__WHAT THE TASK ASKS__: Please return each record exactly, leaving nothing out.
##### SOURCE RECORDS #####
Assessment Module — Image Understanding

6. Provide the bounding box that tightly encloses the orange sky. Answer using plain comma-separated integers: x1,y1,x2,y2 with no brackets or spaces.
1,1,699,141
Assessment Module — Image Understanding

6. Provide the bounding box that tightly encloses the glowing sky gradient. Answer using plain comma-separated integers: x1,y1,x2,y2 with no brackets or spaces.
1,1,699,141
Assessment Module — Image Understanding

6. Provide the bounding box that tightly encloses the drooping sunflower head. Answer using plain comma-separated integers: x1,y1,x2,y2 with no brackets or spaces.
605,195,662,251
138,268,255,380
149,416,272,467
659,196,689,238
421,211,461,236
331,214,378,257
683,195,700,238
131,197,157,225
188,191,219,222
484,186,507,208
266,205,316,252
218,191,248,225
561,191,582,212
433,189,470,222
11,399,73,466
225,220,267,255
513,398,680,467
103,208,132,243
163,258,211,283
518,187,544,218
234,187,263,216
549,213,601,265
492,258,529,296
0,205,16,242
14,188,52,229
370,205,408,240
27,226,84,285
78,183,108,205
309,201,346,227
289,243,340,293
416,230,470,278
#####
__THE ANSWER__:
Assessment Module — Image Understanding

6. Provide the bounding box that tightly encloses the orange sky. Answer using plain comma-separated integers: x1,y1,x2,y2 with no brackets or spaces.
1,1,699,141
Assessment Module — Image Understanding

6. Provide the bounding box that tightly encloses the glowing sky gradient. Answer using plain comma-separated integers: x1,y1,x2,y2 with no brackets or spaces.
1,1,699,141
Assessment Module — Image Understanding

6. Provide the bounding box that tightly encloses the drooping sunflower head. Answer using plain comma-separated integers: x1,y1,x2,y2 with no brackets or spaces.
605,195,662,251
138,268,255,380
149,416,272,467
659,196,689,238
421,211,461,236
331,214,378,257
683,195,700,238
131,197,157,225
188,191,219,222
484,186,507,208
266,205,316,252
218,191,248,225
561,191,582,212
433,189,470,222
11,399,73,466
225,220,267,255
513,398,680,467
103,208,132,243
163,258,211,283
518,187,544,218
234,187,263,216
549,213,601,265
492,258,529,296
0,205,16,242
14,188,52,229
370,205,408,240
27,226,84,285
78,183,108,205
309,201,346,227
289,243,340,293
416,230,470,278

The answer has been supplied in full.